TASK —
In the records below, take the line with "pants in the" and all lines after it, and copy them exactly, pictures excluded.

**** DATA EXTRACTS

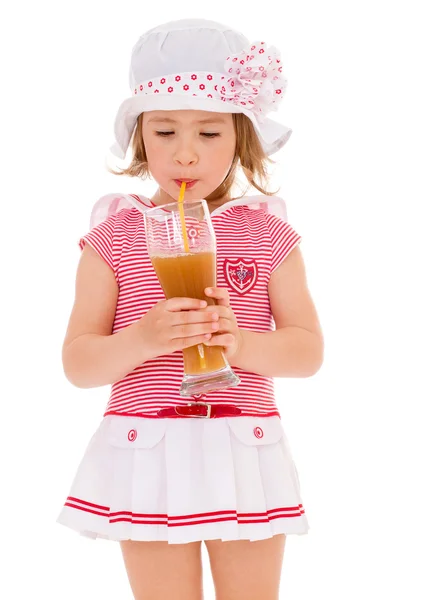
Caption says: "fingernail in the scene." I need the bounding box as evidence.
[200,301,207,307]
[205,288,212,294]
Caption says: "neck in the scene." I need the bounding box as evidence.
[150,188,173,206]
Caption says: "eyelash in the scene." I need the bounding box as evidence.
[155,132,221,138]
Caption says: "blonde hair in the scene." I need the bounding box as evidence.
[107,112,279,201]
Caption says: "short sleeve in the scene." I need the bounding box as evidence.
[265,212,302,274]
[78,212,118,273]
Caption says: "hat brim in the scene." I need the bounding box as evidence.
[110,95,292,160]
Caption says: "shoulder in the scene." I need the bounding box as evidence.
[79,196,145,258]
[241,195,290,226]
[213,195,286,221]
[84,206,140,242]
[88,192,151,230]
[113,206,142,226]
[106,207,145,249]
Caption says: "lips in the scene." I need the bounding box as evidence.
[175,179,198,189]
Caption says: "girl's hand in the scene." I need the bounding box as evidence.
[137,297,220,360]
[202,287,243,362]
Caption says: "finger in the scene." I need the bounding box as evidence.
[204,287,230,307]
[171,333,212,352]
[173,321,219,340]
[203,305,230,318]
[213,318,233,332]
[204,333,235,347]
[166,298,207,312]
[171,310,219,326]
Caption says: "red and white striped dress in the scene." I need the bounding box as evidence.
[79,196,301,419]
[57,194,309,544]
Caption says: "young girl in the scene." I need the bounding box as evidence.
[57,18,324,600]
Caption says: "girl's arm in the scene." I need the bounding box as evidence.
[62,244,219,389]
[62,244,147,388]
[232,245,324,377]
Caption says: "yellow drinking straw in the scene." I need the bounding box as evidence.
[177,182,190,253]
[177,182,206,370]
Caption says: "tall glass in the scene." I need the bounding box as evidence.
[144,200,241,397]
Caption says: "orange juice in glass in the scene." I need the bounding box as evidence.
[145,200,240,396]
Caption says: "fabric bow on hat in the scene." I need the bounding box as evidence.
[220,41,287,122]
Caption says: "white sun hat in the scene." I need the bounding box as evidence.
[110,18,292,160]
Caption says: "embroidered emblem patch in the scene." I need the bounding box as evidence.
[223,258,258,295]
[127,429,137,442]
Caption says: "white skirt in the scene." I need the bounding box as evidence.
[56,415,309,544]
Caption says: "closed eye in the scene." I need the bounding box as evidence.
[155,131,221,138]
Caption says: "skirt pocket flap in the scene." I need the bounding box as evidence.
[227,416,284,446]
[108,417,167,449]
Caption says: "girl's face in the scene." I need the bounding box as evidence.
[142,110,236,206]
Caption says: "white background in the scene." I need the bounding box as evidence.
[1,1,436,598]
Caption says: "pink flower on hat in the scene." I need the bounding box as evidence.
[220,41,287,120]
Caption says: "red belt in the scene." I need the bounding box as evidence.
[157,402,242,419]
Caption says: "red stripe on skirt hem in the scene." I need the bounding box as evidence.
[109,506,304,520]
[108,514,304,527]
[63,498,305,527]
[64,503,109,518]
[67,496,109,511]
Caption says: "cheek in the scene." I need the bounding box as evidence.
[209,137,236,166]
[218,149,237,176]
[144,139,167,169]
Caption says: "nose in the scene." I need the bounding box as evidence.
[173,141,199,167]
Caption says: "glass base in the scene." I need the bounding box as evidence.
[179,365,241,397]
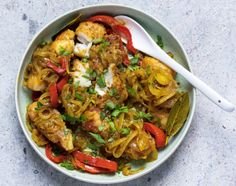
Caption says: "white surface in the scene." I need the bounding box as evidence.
[0,0,236,186]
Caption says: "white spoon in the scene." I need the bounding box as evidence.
[115,15,235,112]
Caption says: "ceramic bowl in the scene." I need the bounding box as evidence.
[15,4,196,184]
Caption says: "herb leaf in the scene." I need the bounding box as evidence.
[156,35,164,49]
[136,112,153,121]
[130,54,139,65]
[109,88,118,97]
[98,125,105,131]
[100,111,106,120]
[97,74,106,88]
[75,93,84,101]
[120,128,131,135]
[111,106,128,117]
[89,132,105,144]
[105,101,116,110]
[127,87,136,96]
[87,87,96,94]
[60,162,75,170]
[61,114,86,125]
[58,46,71,56]
[35,102,43,110]
[108,120,116,132]
[93,38,105,44]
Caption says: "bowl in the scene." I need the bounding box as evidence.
[15,4,196,184]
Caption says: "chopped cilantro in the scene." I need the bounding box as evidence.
[100,111,106,120]
[111,106,128,117]
[109,88,118,97]
[99,40,110,52]
[82,74,90,79]
[87,143,99,151]
[128,65,139,71]
[61,114,86,125]
[108,120,116,132]
[156,35,164,48]
[75,93,83,101]
[87,87,96,94]
[60,162,75,170]
[35,102,43,111]
[82,57,89,63]
[74,81,80,89]
[68,78,73,84]
[89,132,105,144]
[120,128,131,135]
[97,74,106,88]
[105,101,116,110]
[136,111,153,121]
[93,38,105,44]
[130,54,139,65]
[58,46,71,56]
[127,87,136,96]
[98,125,105,131]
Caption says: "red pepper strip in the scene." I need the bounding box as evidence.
[57,76,68,92]
[46,59,66,74]
[45,144,66,163]
[32,91,41,101]
[144,122,167,149]
[112,24,136,54]
[72,155,111,174]
[59,57,68,70]
[88,15,136,54]
[88,15,120,27]
[49,83,59,107]
[73,151,118,172]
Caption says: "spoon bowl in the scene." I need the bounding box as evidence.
[115,15,235,112]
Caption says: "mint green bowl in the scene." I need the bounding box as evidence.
[15,4,196,184]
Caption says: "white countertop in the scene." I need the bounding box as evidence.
[0,0,235,185]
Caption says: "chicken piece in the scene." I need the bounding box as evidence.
[27,102,74,151]
[56,29,75,40]
[142,56,175,77]
[75,21,106,43]
[82,108,110,139]
[94,64,128,108]
[70,59,92,87]
[26,75,46,91]
[74,42,92,58]
[124,130,156,160]
[51,29,75,56]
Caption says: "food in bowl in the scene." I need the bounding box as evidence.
[24,15,190,175]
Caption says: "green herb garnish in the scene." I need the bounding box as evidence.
[74,81,80,89]
[99,41,110,52]
[120,128,131,135]
[105,101,116,110]
[127,87,136,96]
[60,162,75,170]
[111,106,128,117]
[97,74,106,88]
[75,93,84,101]
[61,114,86,125]
[108,120,116,132]
[109,87,118,97]
[35,102,43,110]
[156,35,164,48]
[130,54,139,65]
[87,143,99,151]
[82,57,89,63]
[136,111,153,121]
[82,75,90,79]
[93,38,105,44]
[128,65,139,71]
[100,111,106,120]
[87,87,96,94]
[89,132,105,144]
[98,125,105,131]
[68,78,73,84]
[58,46,71,56]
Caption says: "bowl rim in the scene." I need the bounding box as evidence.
[15,3,196,184]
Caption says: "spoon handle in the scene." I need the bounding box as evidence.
[149,47,235,112]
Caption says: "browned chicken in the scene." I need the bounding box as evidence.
[27,102,74,151]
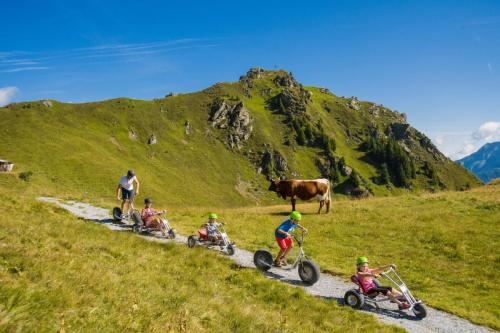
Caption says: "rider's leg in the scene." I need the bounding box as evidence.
[280,238,294,263]
[274,249,285,266]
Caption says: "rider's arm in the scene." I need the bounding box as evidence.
[134,177,140,194]
[276,229,290,237]
[116,185,121,199]
[357,271,376,278]
[371,265,394,274]
[297,224,308,233]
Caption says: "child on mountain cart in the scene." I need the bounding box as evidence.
[274,211,307,267]
[140,198,168,236]
[356,256,410,310]
[204,213,222,242]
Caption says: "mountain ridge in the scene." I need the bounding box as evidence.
[457,142,500,183]
[0,68,480,206]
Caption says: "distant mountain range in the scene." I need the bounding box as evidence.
[457,142,500,183]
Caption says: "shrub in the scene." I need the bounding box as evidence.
[19,171,33,182]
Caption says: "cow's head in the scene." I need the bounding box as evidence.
[268,179,281,197]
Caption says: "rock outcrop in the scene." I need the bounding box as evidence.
[147,134,157,145]
[209,100,253,149]
[273,72,299,89]
[260,148,288,178]
[348,96,360,111]
[184,121,192,135]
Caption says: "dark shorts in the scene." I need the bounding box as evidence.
[367,286,392,295]
[121,188,135,200]
[367,286,392,296]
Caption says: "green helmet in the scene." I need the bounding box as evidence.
[290,211,302,221]
[208,213,218,219]
[357,256,368,265]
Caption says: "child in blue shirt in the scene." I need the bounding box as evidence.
[274,211,307,266]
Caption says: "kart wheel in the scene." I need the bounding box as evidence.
[168,229,176,239]
[298,260,320,285]
[132,211,142,225]
[344,289,365,309]
[112,207,122,221]
[413,303,427,319]
[187,235,197,248]
[226,244,235,256]
[253,250,273,272]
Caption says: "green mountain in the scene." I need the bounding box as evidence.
[457,142,500,183]
[0,68,480,206]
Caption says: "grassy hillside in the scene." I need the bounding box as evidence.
[170,184,500,330]
[0,177,401,333]
[0,68,480,208]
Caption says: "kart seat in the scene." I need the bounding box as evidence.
[351,275,380,298]
[198,227,208,240]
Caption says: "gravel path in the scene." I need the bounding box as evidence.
[37,197,497,333]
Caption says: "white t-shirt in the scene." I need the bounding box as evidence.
[119,175,136,191]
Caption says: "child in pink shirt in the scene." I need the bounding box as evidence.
[356,256,409,310]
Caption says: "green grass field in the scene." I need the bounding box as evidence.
[0,178,402,333]
[169,184,500,330]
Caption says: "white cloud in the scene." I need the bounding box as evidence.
[432,121,500,160]
[0,86,18,106]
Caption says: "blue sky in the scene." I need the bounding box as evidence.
[1,0,499,158]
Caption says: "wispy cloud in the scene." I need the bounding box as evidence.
[0,66,49,73]
[432,121,500,160]
[487,62,493,75]
[0,39,218,73]
[0,86,18,106]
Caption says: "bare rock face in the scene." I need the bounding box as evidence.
[245,67,265,79]
[42,100,53,108]
[368,104,380,117]
[239,68,265,97]
[260,148,288,178]
[184,121,192,135]
[272,88,311,115]
[348,96,360,111]
[273,72,299,89]
[147,134,157,145]
[387,122,410,141]
[209,100,253,149]
[128,128,138,141]
[319,87,332,95]
[341,164,353,176]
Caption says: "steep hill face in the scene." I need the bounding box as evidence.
[0,68,480,206]
[457,142,500,183]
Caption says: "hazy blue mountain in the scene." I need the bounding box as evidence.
[457,142,500,183]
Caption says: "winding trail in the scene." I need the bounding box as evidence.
[37,197,496,333]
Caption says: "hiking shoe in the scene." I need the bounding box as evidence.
[399,303,410,310]
[273,260,282,267]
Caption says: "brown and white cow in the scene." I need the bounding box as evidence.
[268,179,331,213]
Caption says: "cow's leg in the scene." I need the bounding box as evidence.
[326,199,331,213]
[318,200,324,214]
[291,197,296,212]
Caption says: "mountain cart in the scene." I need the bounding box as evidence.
[253,230,320,285]
[187,223,235,255]
[344,266,427,318]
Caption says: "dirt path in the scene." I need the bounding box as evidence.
[37,197,496,333]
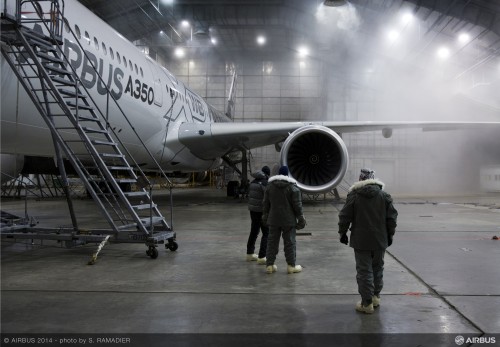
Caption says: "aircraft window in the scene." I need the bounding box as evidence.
[94,37,99,50]
[102,42,107,55]
[75,25,81,39]
[63,18,70,33]
[129,60,133,71]
[135,64,138,75]
[123,56,128,68]
[84,31,90,45]
[117,52,121,64]
[140,67,143,77]
[109,47,114,59]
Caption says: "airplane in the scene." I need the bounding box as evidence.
[2,0,500,197]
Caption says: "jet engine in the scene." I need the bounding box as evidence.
[280,125,349,194]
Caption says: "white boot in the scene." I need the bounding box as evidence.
[257,257,267,265]
[355,301,374,314]
[372,295,380,307]
[246,254,258,262]
[266,265,277,274]
[287,264,302,274]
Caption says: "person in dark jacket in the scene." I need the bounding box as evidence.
[262,165,306,274]
[246,166,271,264]
[338,168,398,314]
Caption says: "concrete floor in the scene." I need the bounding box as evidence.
[1,187,499,346]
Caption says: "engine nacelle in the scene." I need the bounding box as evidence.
[280,125,349,194]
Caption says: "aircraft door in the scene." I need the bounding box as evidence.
[147,60,163,107]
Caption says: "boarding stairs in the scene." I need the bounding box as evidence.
[0,0,176,260]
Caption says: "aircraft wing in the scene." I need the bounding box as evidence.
[178,120,500,159]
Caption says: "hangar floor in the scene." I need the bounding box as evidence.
[1,187,499,346]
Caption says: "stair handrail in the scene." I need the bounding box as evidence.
[16,0,174,191]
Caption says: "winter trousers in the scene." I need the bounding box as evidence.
[246,211,269,258]
[265,225,297,266]
[354,249,385,305]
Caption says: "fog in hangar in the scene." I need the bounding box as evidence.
[1,0,500,346]
[77,0,500,194]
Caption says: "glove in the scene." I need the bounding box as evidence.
[296,215,306,230]
[340,233,348,245]
[388,236,393,247]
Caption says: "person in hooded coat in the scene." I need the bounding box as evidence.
[262,165,306,274]
[338,168,398,314]
[246,166,271,264]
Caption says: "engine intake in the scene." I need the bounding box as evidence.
[280,125,349,194]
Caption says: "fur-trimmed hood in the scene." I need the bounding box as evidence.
[349,178,385,192]
[268,175,297,185]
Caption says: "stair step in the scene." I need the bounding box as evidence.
[59,88,85,98]
[141,217,165,226]
[51,76,75,86]
[37,52,63,64]
[100,153,125,158]
[26,37,56,52]
[92,140,116,146]
[116,179,137,183]
[22,28,52,41]
[133,204,157,210]
[124,191,149,197]
[107,166,133,171]
[82,127,107,134]
[44,64,71,75]
[78,115,99,122]
[67,101,94,110]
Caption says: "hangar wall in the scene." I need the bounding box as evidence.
[164,54,498,195]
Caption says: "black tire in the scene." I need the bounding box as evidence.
[167,241,178,252]
[150,247,158,259]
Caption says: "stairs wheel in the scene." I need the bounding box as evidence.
[166,241,178,252]
[146,247,158,259]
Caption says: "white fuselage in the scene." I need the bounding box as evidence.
[1,0,228,172]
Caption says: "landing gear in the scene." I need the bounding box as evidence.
[146,246,158,259]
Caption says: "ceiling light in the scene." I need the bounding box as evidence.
[437,47,450,60]
[298,46,309,57]
[181,20,190,28]
[257,35,266,45]
[323,0,347,7]
[210,37,217,45]
[401,12,413,25]
[387,30,399,42]
[458,33,470,44]
[174,47,185,58]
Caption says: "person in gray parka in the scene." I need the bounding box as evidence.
[262,166,306,274]
[338,168,398,314]
[246,166,271,264]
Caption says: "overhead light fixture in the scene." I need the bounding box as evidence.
[437,47,450,60]
[323,0,347,7]
[298,46,309,57]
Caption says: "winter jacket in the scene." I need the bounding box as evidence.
[338,179,398,250]
[248,170,268,212]
[263,175,303,227]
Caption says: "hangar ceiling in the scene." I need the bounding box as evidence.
[76,0,500,106]
[77,0,499,72]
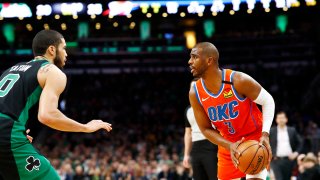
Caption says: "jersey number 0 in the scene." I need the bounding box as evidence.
[0,74,20,97]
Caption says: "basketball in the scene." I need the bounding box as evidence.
[235,140,269,175]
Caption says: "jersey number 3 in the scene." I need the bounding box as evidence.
[0,74,20,97]
[224,121,235,134]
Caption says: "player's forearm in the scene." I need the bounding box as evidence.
[253,88,275,133]
[202,128,231,150]
[38,109,87,132]
[184,132,192,156]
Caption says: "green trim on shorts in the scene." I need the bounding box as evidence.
[0,113,12,119]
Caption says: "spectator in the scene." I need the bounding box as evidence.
[297,152,320,180]
[270,111,304,180]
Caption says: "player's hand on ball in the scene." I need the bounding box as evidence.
[259,132,272,170]
[230,137,245,168]
[84,120,112,133]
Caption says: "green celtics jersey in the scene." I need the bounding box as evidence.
[0,59,49,145]
[0,59,60,180]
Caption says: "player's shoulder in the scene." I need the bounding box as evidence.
[39,63,66,80]
[40,63,63,73]
[231,70,254,84]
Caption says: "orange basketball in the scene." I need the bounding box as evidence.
[235,140,269,175]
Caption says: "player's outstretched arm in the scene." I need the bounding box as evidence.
[37,64,112,133]
[84,120,112,133]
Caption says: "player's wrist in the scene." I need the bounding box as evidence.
[81,124,90,133]
[262,131,269,137]
[228,141,235,151]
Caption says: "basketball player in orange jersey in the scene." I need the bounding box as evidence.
[188,42,275,180]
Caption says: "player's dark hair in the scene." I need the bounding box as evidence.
[32,30,64,56]
[196,42,220,66]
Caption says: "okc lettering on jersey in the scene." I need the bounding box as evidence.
[207,100,239,121]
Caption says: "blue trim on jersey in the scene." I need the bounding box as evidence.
[193,83,202,106]
[230,71,246,101]
[201,69,225,98]
[249,101,258,129]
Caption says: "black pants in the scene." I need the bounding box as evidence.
[191,139,218,180]
[271,157,294,180]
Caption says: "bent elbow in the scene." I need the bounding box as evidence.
[202,128,212,138]
[38,113,52,125]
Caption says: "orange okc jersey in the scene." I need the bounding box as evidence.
[194,69,263,142]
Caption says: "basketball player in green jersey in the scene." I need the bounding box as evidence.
[0,30,112,180]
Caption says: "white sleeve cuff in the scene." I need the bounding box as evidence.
[253,88,275,134]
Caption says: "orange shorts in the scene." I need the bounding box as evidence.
[217,133,261,180]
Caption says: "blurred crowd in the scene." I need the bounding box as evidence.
[36,126,189,180]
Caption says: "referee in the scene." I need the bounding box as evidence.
[183,105,218,180]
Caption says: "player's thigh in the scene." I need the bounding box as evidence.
[12,143,59,180]
[218,148,245,179]
[32,166,60,180]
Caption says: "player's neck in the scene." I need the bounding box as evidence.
[203,68,223,93]
[34,55,52,63]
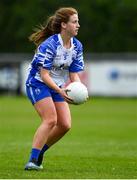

********

SOLUTION TO THIS TASK —
Caption says: "black pants in the scene." I need the bounding box as evidence.
[191,139,218,180]
[271,157,294,180]
Caption says: "bent elbow in the scene." I need the bounding box as evidence.
[202,128,212,138]
[38,113,52,125]
Caption says: "orange okc jersey in the scene." I need the bounding box as evidence.
[194,69,263,142]
Caption says: "basketball player in green jersey in the scene." I need the bounding box as evidence.
[0,30,112,180]
Caption says: "white sleeve cuff in the scene." I need the bounding box as evidence.
[253,88,275,134]
Caption says: "orange shorts in the scene." I need the bounding box as evidence.
[217,133,261,180]
Caption says: "blurred crowd in the scene." I need the bounding box as evidence.
[36,126,189,180]
Caption says: "referee in the scene." I need the bounding box as evidence.
[183,105,218,180]
Caption says: "player's thigh in the scene." I need the bounding box as evidence.
[12,143,59,180]
[218,148,245,179]
[32,166,60,180]
Caption says: "player's neck in the scene." I need the bounding box as evidence.
[203,68,223,93]
[34,55,52,63]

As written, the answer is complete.